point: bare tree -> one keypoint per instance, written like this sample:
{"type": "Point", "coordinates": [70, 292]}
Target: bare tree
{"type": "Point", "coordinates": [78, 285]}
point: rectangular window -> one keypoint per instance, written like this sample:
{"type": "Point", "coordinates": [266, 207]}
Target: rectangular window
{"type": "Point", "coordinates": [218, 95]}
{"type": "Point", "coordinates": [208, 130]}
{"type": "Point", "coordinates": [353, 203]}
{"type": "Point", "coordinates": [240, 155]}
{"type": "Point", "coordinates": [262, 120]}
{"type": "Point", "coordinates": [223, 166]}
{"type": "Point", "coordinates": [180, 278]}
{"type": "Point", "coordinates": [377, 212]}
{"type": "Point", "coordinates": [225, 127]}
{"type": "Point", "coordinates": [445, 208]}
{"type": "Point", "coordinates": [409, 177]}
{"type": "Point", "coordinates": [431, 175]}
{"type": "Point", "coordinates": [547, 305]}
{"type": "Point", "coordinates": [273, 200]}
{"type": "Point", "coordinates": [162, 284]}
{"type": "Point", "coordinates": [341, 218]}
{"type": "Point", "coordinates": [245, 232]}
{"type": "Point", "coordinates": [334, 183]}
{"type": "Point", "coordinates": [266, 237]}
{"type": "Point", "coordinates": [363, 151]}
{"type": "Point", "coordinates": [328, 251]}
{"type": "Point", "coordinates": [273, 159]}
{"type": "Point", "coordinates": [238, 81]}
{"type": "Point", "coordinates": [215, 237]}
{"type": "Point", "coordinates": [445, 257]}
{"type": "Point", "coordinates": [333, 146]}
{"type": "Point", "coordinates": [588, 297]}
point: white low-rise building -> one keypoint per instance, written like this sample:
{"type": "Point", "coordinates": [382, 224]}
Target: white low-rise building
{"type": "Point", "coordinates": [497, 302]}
****************************************
▸ **Required task**: Reproduce the lines from the one containing "point: white low-rise" through the last line above, both ends included and requests kept, and shift each coordinate in the answers by adding 25 to it. Leave the requests and their format samples unchanged.

▸ **Result**:
point: white low-rise building -> one keypoint per instance, written like this sample:
{"type": "Point", "coordinates": [382, 224]}
Target: white low-rise building
{"type": "Point", "coordinates": [522, 327]}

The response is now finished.